## Set of tasks
A - Decide whether each statement below agrees with the piece on the 71st Emmy speeches, answering yes or no and quoting the text's deciding words: (i) the ceremony had no host; (ii) Peter Dinklage won Outstanding Supporting Actor in a Drama Series for the third time; (iii) Michelle Williams thanked FX for paying her equally.
B - Carry on the piece on the 71st Emmy speeches, starting after its last sentence.

The 71st Emmy awards certainly allowed for speeches that ranged from milestones in representation to impactful calls to action – the ceremony went host-less for only the fourth time in history, giving the winners their rightful time in the spotlight, and as the night passed without major upset (save for Phoebe Waller-Bridge’s surprise win over Julia Louis Dreyfus to become only the second person ever to win for both acting and writing in the same year) an emphasis on tolerance, representation and diversity was rightfully allowed to shine through.
Tolerance and diversity were the main themes of Peter Dinklage’s acceptance speech after winning Outstanding Supporting Actor in a Drama Series for a record-breaking fourth time – before thanking the creators of Game of Thrones, the actor praised the Emmy voters and the wider arts community for being ‘nothing but all about tolerance and diversity’, adding that ‘no other place could I be standing on a stage like this.’ Dinklage’s highly commendable fourth win is a huge achievement for ability representation in mainstream entertainment, a small but important part of the lasting cultural legacy Game of Thrones is sure to leave.
Michelle Williams also used her acceptance speech for her work on Fosse/Verdon to make a moving and powerful statement on gender pay equality, especially poignant after a shocking pay discrepancy between her and All The Money In The World co-star Mark Wahlberg last year in which Wahlberg received an extra $1.5 million for the same ten days of work. She drew on her own experiences of inequality by thanking FX for paying her equally, asserting that ‘when you put value into a person, it empowers that person to get in touch with their own inherent value.’
However, in one of the most memorable speeches of the night Williams also acknowledged her status as a microcosm for issues of pay equality that all women still face in the workplace – ‘The next time a woman — and especially a woman of colour, because she stands to make 52 cents on the dollar compared to her white, male counterpart — tells you what she needs in order to do her job, listen to her. Believe her.’ Williams champions intersectional feminism here, using her voice to draw attention to the social hierarchy that still leaves women of colour marginalised and underrepresented not merely in Hollywood.

## Material provided
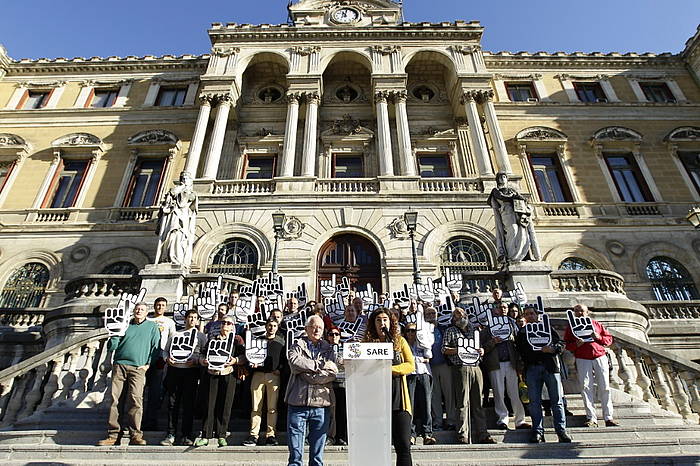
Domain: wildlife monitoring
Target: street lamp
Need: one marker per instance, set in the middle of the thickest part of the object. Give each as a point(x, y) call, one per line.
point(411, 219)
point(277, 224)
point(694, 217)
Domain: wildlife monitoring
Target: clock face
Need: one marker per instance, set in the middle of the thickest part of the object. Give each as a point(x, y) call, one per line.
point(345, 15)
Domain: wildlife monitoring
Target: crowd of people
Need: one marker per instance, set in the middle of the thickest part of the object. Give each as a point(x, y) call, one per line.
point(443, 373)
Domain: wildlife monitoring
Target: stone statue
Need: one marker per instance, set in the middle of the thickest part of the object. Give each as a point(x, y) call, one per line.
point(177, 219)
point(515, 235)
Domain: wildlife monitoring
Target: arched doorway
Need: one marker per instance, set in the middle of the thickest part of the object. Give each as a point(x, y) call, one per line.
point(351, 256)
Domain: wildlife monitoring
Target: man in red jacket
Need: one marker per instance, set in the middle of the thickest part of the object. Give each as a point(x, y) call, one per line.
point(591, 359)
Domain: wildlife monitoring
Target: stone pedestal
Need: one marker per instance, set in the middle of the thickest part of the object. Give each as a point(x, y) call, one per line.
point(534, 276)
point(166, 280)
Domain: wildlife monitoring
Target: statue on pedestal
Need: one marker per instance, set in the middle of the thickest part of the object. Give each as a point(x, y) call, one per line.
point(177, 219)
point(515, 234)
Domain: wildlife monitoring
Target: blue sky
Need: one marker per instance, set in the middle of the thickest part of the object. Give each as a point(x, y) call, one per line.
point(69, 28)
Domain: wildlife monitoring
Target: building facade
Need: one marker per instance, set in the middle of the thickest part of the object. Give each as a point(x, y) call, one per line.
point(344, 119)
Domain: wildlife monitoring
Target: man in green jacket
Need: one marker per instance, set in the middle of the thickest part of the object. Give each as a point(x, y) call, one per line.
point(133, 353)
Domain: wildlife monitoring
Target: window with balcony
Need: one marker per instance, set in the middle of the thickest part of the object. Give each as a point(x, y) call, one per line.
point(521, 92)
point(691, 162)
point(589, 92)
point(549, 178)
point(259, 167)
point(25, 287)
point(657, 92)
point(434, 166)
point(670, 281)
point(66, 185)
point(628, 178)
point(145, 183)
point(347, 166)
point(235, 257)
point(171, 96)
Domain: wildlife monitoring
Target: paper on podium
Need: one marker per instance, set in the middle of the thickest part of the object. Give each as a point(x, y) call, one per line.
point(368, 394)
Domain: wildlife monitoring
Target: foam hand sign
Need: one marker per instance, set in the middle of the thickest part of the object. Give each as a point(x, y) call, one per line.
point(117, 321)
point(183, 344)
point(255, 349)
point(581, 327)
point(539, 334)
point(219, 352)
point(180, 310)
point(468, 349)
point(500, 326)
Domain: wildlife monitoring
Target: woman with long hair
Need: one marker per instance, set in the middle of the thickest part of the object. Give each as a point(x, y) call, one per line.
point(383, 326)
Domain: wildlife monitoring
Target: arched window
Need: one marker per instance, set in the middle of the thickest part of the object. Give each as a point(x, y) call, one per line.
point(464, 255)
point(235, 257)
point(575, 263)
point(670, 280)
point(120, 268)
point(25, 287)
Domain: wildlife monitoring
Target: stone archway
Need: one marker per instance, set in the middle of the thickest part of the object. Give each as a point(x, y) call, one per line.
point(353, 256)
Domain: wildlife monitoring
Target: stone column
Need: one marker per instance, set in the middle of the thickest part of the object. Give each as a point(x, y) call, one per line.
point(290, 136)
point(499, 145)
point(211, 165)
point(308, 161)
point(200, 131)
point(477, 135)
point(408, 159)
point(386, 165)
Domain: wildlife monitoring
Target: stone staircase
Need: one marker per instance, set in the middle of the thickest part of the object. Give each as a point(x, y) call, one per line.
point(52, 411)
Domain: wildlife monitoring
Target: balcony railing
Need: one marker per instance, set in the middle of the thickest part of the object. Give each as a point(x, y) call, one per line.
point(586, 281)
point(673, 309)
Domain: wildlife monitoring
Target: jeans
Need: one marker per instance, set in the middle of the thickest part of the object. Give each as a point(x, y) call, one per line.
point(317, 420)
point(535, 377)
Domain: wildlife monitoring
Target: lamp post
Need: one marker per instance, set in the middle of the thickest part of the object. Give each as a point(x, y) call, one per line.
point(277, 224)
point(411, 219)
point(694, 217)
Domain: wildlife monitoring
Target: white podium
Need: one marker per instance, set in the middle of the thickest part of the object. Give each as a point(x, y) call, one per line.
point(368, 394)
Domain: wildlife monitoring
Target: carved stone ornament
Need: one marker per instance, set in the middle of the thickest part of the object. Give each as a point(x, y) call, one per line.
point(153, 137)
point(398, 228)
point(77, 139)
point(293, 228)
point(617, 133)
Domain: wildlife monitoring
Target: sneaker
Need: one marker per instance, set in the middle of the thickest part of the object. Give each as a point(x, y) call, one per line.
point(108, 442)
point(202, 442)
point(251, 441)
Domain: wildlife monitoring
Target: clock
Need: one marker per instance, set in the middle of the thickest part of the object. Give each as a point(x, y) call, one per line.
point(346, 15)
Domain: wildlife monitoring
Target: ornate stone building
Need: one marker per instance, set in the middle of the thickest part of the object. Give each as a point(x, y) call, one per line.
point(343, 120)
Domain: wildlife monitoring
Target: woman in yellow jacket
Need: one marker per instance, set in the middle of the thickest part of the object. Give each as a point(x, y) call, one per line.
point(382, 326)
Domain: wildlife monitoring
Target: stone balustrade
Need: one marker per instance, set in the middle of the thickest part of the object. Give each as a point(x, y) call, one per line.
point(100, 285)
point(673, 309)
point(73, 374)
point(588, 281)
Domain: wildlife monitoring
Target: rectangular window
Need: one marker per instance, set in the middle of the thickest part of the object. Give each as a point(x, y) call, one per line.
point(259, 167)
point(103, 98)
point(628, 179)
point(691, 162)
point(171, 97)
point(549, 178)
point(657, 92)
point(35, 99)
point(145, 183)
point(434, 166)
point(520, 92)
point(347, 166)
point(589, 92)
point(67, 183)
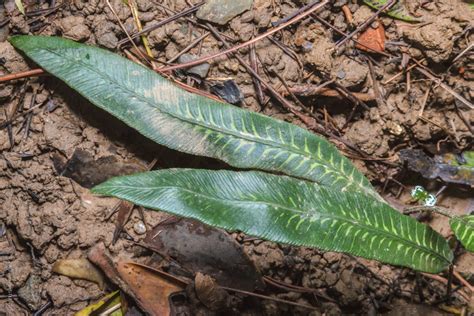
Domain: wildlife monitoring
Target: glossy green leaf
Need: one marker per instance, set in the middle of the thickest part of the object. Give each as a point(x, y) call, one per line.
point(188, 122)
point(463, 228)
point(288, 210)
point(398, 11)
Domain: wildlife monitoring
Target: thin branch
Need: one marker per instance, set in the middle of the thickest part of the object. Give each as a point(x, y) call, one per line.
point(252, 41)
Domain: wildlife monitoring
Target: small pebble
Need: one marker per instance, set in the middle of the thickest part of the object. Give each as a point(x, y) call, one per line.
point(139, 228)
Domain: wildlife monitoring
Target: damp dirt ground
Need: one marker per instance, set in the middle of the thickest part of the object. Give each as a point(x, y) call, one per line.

## Answers provided
A -
(i) Yes: "the ceremony went host-less for only the fourth time in history"
(ii) No: "for a record-breaking fourth time"
(iii) Yes: "thanking FX for paying her equally"

B -
Finally, Billy Porter’s historic win for Pose should also be celebrated as a powerful marker of the slow but sure shift towards diverse and equal representation in television – Porter is the first openly gay black actor to win in his category of Outstanding Lead Actor in a Limited Drama Series. His emotional acceptance speech affirmed the power of representation in the arts to influence people’s ‘hearts and minds’ – ‘We as artists are the people that get to change the molecular structure of the hearts and minds of the people who live on this planet. Please don’t ever stop doing that. Please don’t ever stop telling the truth.’
The Emmys don’t always get it right – I will continue to be absolutely furious that BoJack Horseman’s ‘Free Churro’ somehow lost out this year to The Simpsons. But don’t be discouraged by the low ratings – this year’s ceremony should ultimately be celebrated for its milestones in representation and the platform it gives to raise awareness for global issues. If awards shows have any purpose besides making me angry over a cartoon horse and heightening Olivia Colman’s rightful status as an international treasure, it should be that one; to call us to action, to demand more, and to never stop telling the truth.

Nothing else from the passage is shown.